(Annotation records)

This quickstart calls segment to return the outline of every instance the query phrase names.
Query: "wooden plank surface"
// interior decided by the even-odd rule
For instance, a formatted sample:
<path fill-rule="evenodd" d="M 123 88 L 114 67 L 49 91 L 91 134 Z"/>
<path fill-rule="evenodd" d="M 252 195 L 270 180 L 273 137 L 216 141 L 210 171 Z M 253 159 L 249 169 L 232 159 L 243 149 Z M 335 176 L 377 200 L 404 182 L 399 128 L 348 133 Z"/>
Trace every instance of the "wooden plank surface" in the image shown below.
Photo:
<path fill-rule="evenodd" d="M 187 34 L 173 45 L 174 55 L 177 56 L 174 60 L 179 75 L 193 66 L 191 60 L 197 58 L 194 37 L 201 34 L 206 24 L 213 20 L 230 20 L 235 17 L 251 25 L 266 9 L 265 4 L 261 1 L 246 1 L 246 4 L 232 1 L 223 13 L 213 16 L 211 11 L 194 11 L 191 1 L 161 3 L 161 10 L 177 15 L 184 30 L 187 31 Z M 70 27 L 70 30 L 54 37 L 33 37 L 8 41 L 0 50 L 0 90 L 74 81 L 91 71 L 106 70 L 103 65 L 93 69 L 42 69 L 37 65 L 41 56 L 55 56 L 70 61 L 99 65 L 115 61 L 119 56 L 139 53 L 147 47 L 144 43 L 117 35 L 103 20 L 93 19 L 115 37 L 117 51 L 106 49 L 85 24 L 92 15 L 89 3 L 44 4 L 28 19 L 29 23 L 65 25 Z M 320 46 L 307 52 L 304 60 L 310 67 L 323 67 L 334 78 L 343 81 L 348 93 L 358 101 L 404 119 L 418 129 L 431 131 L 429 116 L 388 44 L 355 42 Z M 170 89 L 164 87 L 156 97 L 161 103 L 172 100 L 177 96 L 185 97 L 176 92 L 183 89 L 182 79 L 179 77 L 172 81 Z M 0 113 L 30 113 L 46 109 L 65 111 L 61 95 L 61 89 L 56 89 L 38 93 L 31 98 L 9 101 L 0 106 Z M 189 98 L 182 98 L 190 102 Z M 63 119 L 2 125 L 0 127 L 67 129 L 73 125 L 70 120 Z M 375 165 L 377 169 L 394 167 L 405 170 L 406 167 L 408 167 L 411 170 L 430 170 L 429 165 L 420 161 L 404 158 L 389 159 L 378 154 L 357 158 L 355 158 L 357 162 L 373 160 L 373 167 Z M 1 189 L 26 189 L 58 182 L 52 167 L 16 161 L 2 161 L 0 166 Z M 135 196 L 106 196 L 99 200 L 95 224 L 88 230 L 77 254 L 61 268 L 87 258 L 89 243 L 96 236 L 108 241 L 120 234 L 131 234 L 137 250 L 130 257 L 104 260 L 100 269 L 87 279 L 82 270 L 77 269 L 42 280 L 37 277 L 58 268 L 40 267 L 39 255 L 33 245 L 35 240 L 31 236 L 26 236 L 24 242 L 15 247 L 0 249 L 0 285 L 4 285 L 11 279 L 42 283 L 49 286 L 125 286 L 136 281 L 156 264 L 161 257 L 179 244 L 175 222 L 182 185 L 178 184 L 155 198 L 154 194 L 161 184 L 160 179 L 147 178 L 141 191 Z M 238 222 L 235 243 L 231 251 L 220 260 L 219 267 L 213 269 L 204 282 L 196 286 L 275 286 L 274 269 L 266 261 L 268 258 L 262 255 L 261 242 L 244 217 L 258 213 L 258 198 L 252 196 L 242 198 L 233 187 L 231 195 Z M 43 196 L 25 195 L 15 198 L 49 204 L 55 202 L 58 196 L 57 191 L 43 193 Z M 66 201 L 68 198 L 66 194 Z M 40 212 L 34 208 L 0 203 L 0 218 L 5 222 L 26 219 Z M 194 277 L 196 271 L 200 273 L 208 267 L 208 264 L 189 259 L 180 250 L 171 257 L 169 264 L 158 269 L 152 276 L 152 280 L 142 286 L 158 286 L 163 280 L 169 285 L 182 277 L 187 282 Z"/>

What needs to be done
Rewrite the entries above, changing each "wooden plank surface" to "timber deck surface" and leaving everything else as it is.

Finished answer
This quickstart calls segment to return the outline of every instance the query phrase names.
Query: "timber deck surface"
// interior decided by the even-odd rule
For instance, a formatted sample:
<path fill-rule="evenodd" d="M 123 88 L 114 67 L 49 91 L 91 134 Z"/>
<path fill-rule="evenodd" d="M 252 195 L 270 180 L 273 137 L 216 141 L 210 171 Z M 253 159 L 249 169 L 232 159 L 243 149 Z M 335 176 L 377 200 L 404 182 L 399 128 L 348 133 Z"/>
Trace every instance of the "timber deck surface" in the image shown below.
Photo:
<path fill-rule="evenodd" d="M 187 34 L 173 45 L 174 55 L 177 56 L 174 60 L 179 75 L 193 66 L 191 60 L 197 58 L 194 37 L 201 34 L 206 24 L 213 20 L 230 20 L 235 17 L 251 25 L 266 9 L 265 4 L 261 1 L 246 1 L 246 4 L 232 1 L 223 13 L 213 16 L 211 11 L 194 11 L 191 1 L 161 3 L 161 10 L 177 15 L 184 30 L 187 31 Z M 70 27 L 70 30 L 54 37 L 33 37 L 8 41 L 0 50 L 0 90 L 74 81 L 91 71 L 106 70 L 103 65 L 93 69 L 42 69 L 37 65 L 41 56 L 55 56 L 70 61 L 99 65 L 115 61 L 119 56 L 139 53 L 147 47 L 144 43 L 117 35 L 103 20 L 93 19 L 115 37 L 117 51 L 106 49 L 85 24 L 92 15 L 89 3 L 44 4 L 28 19 L 29 23 L 65 25 Z M 320 46 L 307 52 L 304 60 L 310 67 L 323 67 L 334 78 L 343 81 L 348 93 L 358 101 L 404 119 L 418 129 L 431 131 L 429 116 L 388 44 L 355 42 Z M 170 89 L 164 87 L 156 97 L 161 103 L 172 100 L 177 96 L 185 97 L 176 92 L 183 89 L 182 79 L 179 77 L 172 81 Z M 0 113 L 30 113 L 46 109 L 65 111 L 61 95 L 61 89 L 56 89 L 38 93 L 31 98 L 9 101 L 0 106 Z M 189 98 L 182 98 L 190 102 Z M 63 119 L 2 125 L 0 127 L 67 129 L 73 125 L 70 120 Z M 375 165 L 377 169 L 394 167 L 405 170 L 406 167 L 408 167 L 411 170 L 430 170 L 429 165 L 420 161 L 404 158 L 389 159 L 378 154 L 357 158 L 355 158 L 357 162 L 373 160 L 373 167 Z M 1 189 L 26 189 L 58 182 L 52 167 L 16 161 L 2 161 L 0 166 Z M 135 196 L 106 196 L 99 200 L 95 224 L 88 230 L 77 254 L 61 268 L 87 258 L 89 243 L 96 236 L 108 241 L 120 234 L 131 234 L 137 250 L 130 257 L 104 260 L 100 269 L 87 279 L 82 270 L 77 269 L 42 280 L 37 277 L 58 268 L 40 267 L 39 255 L 33 245 L 35 240 L 31 236 L 26 236 L 24 242 L 15 247 L 0 249 L 0 285 L 4 285 L 11 279 L 42 283 L 49 286 L 125 286 L 136 281 L 156 264 L 161 257 L 179 244 L 175 222 L 182 185 L 178 184 L 155 198 L 154 194 L 161 184 L 160 179 L 147 178 L 141 191 Z M 238 222 L 235 243 L 231 251 L 220 260 L 219 267 L 213 269 L 204 282 L 196 286 L 275 286 L 274 269 L 266 261 L 268 258 L 262 255 L 261 242 L 244 217 L 258 213 L 258 198 L 252 196 L 242 198 L 233 187 L 231 195 Z M 43 196 L 25 195 L 15 198 L 49 204 L 55 202 L 58 196 L 57 191 L 43 193 Z M 66 201 L 68 198 L 66 194 Z M 40 212 L 34 208 L 0 203 L 0 218 L 5 222 L 26 219 Z M 194 277 L 196 271 L 200 273 L 208 267 L 208 264 L 189 259 L 180 250 L 171 257 L 169 264 L 158 269 L 152 276 L 152 280 L 142 286 L 158 286 L 163 280 L 169 285 L 182 277 L 187 282 Z"/>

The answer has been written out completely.